YOUR ASSIGNMENT -
Nothing but the data below, returned exactly, should appear in the answer.

GIVEN RECORDS -
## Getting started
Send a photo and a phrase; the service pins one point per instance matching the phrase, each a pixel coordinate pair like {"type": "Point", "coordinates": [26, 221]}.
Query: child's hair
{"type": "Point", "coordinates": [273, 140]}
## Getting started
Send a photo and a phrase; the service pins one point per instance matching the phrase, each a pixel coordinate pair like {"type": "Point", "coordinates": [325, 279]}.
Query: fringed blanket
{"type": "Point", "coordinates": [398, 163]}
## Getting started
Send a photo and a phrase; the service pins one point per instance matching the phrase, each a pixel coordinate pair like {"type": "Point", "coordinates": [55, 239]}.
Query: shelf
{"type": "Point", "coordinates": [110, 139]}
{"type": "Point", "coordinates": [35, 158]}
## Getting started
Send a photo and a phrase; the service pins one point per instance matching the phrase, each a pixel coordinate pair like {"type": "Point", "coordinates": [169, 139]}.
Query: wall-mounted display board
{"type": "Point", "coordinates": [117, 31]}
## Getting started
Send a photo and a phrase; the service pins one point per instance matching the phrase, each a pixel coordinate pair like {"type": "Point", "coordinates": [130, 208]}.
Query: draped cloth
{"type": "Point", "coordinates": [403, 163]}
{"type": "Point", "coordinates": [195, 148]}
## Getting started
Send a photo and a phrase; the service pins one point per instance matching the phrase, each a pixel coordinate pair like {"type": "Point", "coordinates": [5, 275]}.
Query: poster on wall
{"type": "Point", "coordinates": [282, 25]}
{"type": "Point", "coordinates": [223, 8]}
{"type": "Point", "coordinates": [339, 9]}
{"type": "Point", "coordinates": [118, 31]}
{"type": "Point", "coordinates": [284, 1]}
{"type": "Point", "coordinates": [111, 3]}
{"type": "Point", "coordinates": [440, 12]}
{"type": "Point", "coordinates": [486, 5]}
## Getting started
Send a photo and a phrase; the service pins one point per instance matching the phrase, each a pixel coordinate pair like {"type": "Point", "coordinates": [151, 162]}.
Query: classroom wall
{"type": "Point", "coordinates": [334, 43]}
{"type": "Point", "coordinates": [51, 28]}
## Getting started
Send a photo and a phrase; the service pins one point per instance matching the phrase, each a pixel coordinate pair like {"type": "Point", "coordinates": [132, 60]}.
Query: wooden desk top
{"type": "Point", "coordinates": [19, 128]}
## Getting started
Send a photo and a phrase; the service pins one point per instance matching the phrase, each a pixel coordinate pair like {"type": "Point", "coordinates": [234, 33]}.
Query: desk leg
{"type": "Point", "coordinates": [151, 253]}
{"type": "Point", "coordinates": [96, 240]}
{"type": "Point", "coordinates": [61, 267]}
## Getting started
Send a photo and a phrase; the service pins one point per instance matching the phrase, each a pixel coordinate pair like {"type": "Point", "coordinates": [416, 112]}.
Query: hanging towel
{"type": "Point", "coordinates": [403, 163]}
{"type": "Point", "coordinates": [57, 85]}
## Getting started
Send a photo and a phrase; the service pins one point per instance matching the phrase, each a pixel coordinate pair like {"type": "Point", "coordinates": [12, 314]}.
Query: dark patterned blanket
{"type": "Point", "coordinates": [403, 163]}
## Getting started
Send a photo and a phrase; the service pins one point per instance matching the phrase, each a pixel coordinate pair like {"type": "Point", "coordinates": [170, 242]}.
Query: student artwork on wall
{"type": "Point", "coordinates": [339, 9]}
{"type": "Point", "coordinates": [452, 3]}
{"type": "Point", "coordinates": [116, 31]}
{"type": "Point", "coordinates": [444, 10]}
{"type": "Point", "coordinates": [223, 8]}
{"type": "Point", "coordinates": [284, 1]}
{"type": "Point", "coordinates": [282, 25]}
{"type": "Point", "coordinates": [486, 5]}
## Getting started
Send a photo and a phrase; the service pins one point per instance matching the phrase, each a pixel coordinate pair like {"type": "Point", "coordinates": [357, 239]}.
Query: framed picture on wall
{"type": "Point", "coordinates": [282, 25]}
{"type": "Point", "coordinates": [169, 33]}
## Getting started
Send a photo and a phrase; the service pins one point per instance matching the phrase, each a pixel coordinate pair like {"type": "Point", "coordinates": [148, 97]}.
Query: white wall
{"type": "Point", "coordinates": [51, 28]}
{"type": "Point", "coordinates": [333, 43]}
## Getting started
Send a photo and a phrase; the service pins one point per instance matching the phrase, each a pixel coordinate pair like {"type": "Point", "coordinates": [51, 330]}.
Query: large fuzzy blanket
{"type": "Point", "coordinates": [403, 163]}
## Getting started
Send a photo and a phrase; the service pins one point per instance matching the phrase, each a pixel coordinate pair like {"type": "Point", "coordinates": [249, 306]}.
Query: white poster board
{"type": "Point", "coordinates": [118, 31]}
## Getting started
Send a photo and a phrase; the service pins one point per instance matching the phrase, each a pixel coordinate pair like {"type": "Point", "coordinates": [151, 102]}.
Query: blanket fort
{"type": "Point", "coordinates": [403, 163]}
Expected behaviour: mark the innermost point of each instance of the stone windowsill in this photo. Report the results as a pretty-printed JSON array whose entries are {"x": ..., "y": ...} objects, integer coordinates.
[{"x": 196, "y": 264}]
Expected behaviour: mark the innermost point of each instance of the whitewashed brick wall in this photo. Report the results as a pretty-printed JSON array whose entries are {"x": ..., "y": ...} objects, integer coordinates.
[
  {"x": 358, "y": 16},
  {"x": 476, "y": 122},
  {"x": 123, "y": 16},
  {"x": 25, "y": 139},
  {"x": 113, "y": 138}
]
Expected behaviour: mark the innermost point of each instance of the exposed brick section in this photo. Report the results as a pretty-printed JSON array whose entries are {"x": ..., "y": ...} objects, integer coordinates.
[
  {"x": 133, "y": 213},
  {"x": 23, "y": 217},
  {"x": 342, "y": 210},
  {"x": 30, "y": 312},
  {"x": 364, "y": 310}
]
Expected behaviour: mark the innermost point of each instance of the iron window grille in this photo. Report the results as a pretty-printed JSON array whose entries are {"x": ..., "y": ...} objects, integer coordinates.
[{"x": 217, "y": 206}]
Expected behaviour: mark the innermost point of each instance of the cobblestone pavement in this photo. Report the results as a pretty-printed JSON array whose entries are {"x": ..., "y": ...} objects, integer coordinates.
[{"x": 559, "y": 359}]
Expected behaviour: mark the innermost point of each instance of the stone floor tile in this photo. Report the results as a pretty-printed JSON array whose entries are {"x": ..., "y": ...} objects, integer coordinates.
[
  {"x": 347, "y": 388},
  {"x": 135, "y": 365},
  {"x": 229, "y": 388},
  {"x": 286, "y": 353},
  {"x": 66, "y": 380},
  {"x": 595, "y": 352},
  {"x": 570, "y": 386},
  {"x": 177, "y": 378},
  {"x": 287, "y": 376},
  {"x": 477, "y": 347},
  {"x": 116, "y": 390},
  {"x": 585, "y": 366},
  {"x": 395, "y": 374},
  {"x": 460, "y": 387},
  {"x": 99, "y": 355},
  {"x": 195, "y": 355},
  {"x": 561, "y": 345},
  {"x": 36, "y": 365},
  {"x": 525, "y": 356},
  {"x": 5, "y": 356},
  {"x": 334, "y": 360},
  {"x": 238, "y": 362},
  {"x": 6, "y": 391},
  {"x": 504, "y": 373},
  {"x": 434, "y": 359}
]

FINISHED EXERCISE -
## Getting started
Send a photo and a phrase; the service pins one point per instance matching the phrase, each a pixel coordinate pair like {"type": "Point", "coordinates": [26, 221]}.
Query: child's hair
{"type": "Point", "coordinates": [273, 140]}
## Getting started
Send a photo and a phrase; the service pins one point per instance matching the phrase, each a pixel coordinate pair like {"type": "Point", "coordinates": [325, 279]}.
Query: fringed blanket
{"type": "Point", "coordinates": [398, 163]}
## Getting started
Send a photo and a phrase; the service pins one point per instance matching the phrase, each a pixel coordinate pair like {"type": "Point", "coordinates": [55, 239]}.
Query: shelf
{"type": "Point", "coordinates": [110, 139]}
{"type": "Point", "coordinates": [35, 158]}
## Getting started
Send a photo and a phrase; the service pins one point per instance matching the phrase, each a pixel coordinate pair like {"type": "Point", "coordinates": [169, 139]}.
Query: wall-mounted display board
{"type": "Point", "coordinates": [117, 31]}
## Getting started
Send a photo and a phrase; the service pins one point per instance matching the phrase, each a pixel coordinate pair like {"type": "Point", "coordinates": [130, 208]}.
Query: draped cloth
{"type": "Point", "coordinates": [403, 163]}
{"type": "Point", "coordinates": [195, 148]}
## Getting started
Send a photo and a phrase; the service pins one point per instance matching the phrase, each a pixel coordinate pair like {"type": "Point", "coordinates": [5, 275]}.
Query: poster on wall
{"type": "Point", "coordinates": [282, 25]}
{"type": "Point", "coordinates": [223, 8]}
{"type": "Point", "coordinates": [339, 9]}
{"type": "Point", "coordinates": [118, 31]}
{"type": "Point", "coordinates": [284, 1]}
{"type": "Point", "coordinates": [111, 3]}
{"type": "Point", "coordinates": [440, 12]}
{"type": "Point", "coordinates": [486, 5]}
## Getting started
Send a photo and a phrase; the service pins one point per instance matching the phrase, each a pixel coordinate pair like {"type": "Point", "coordinates": [151, 162]}.
Query: classroom wall
{"type": "Point", "coordinates": [334, 43]}
{"type": "Point", "coordinates": [51, 28]}
## Getting started
Send a photo and a phrase; the service pins one point per instance matching the phrase, each a pixel coordinate pair like {"type": "Point", "coordinates": [132, 60]}.
Query: wooden desk top
{"type": "Point", "coordinates": [19, 128]}
## Getting started
Send a photo and a phrase; the service pins one point per instance matching the phrase, each a pixel coordinate pair like {"type": "Point", "coordinates": [234, 33]}.
Query: desk leg
{"type": "Point", "coordinates": [151, 253]}
{"type": "Point", "coordinates": [96, 240]}
{"type": "Point", "coordinates": [61, 267]}
## Getting started
Send a photo and a phrase; the service pins one point per instance matching the phrase, each a pixel coordinate pair like {"type": "Point", "coordinates": [416, 112]}.
Query: hanging towel
{"type": "Point", "coordinates": [403, 163]}
{"type": "Point", "coordinates": [57, 85]}
## Getting started
Send a photo and a phrase; the service pins one point per instance matching the phrase, each a pixel coordinate pair like {"type": "Point", "coordinates": [12, 314]}.
Query: dark patterned blanket
{"type": "Point", "coordinates": [403, 163]}
## Getting started
Send a photo and a phrase; the service pins one point per instance matching the phrase, each a pixel coordinate pair like {"type": "Point", "coordinates": [170, 242]}.
Query: student artwork on wall
{"type": "Point", "coordinates": [339, 9]}
{"type": "Point", "coordinates": [452, 3]}
{"type": "Point", "coordinates": [116, 31]}
{"type": "Point", "coordinates": [444, 10]}
{"type": "Point", "coordinates": [223, 8]}
{"type": "Point", "coordinates": [284, 1]}
{"type": "Point", "coordinates": [282, 25]}
{"type": "Point", "coordinates": [486, 5]}
## Getting started
Send a photo and a phrase; the service pins one point per instance matching the phrase, each a pixel coordinate pair like {"type": "Point", "coordinates": [357, 239]}.
Query: framed picture on wall
{"type": "Point", "coordinates": [282, 25]}
{"type": "Point", "coordinates": [169, 33]}
## Getting started
Send a photo and a phrase; the service pins one point per instance matching the phrase, each a pixel coordinate pair like {"type": "Point", "coordinates": [148, 97]}.
Query: white wall
{"type": "Point", "coordinates": [51, 28]}
{"type": "Point", "coordinates": [333, 43]}
## Getting started
Send a photo and a phrase; the service pins one point per instance matching the phrase, each a pixel coordinate pair like {"type": "Point", "coordinates": [51, 330]}.
Query: large fuzzy blanket
{"type": "Point", "coordinates": [403, 163]}
## Getting started
Send a photo and a phrase; the service pins one point per instance matching the phrase, each a pixel coordinate pair like {"type": "Point", "coordinates": [249, 306]}.
Query: white poster board
{"type": "Point", "coordinates": [118, 31]}
## Getting started
Send a photo and a phrase; the service pins one point per instance matching the phrase, each a pixel coordinate pair like {"type": "Point", "coordinates": [151, 102]}.
Query: blanket fort
{"type": "Point", "coordinates": [403, 163]}
Expected behaviour: mark the innermost point of each instance of the stone windowsill in this photo. Report the results as a pretty-printed JSON array whose entries are {"x": ..., "y": ...} objects, integer coordinates.
[{"x": 196, "y": 264}]
Expected behaviour: mark the innermost point of each instance of the whitewashed brick wall in this photo. Report the results as a pretty-printed JSON array whose entries are {"x": ..., "y": ...} objects, integer coordinates.
[
  {"x": 358, "y": 16},
  {"x": 476, "y": 122},
  {"x": 123, "y": 16},
  {"x": 25, "y": 139},
  {"x": 113, "y": 138}
]
Expected behaviour: mark the innermost point of each instance of the exposed brick section in this photo. Report the results as a pretty-printed JSON array whose entries are {"x": ..., "y": ...} objects, integer coordinates.
[
  {"x": 133, "y": 213},
  {"x": 23, "y": 217},
  {"x": 342, "y": 210},
  {"x": 30, "y": 312},
  {"x": 364, "y": 310}
]
Expected behaviour: mark the innermost point of each instance of the iron window grille in this photo. Report the results as a pretty-printed JSON array whose entries are {"x": ..., "y": ...} objects, integer coordinates.
[{"x": 217, "y": 206}]
Expected behaviour: mark the innermost point of each instance of the cobblestone pavement in this photo. Report the results as a pretty-printed JSON array whose entries are {"x": ..., "y": ...} objects, integer coordinates.
[{"x": 559, "y": 359}]
Expected behaviour: mark the innermost point of each instance of the stone floor tile in this photo. Report the results as a pretty-printed JSON array whose entries are {"x": ..., "y": ...} objects, integer coordinates.
[
  {"x": 347, "y": 388},
  {"x": 135, "y": 365},
  {"x": 229, "y": 388},
  {"x": 286, "y": 353},
  {"x": 66, "y": 380},
  {"x": 595, "y": 352},
  {"x": 570, "y": 386},
  {"x": 177, "y": 378},
  {"x": 287, "y": 376},
  {"x": 477, "y": 347},
  {"x": 116, "y": 390},
  {"x": 585, "y": 366},
  {"x": 395, "y": 374},
  {"x": 460, "y": 387},
  {"x": 99, "y": 355},
  {"x": 195, "y": 355},
  {"x": 561, "y": 345},
  {"x": 36, "y": 365},
  {"x": 525, "y": 356},
  {"x": 5, "y": 356},
  {"x": 334, "y": 360},
  {"x": 238, "y": 362},
  {"x": 6, "y": 391},
  {"x": 504, "y": 373},
  {"x": 434, "y": 359}
]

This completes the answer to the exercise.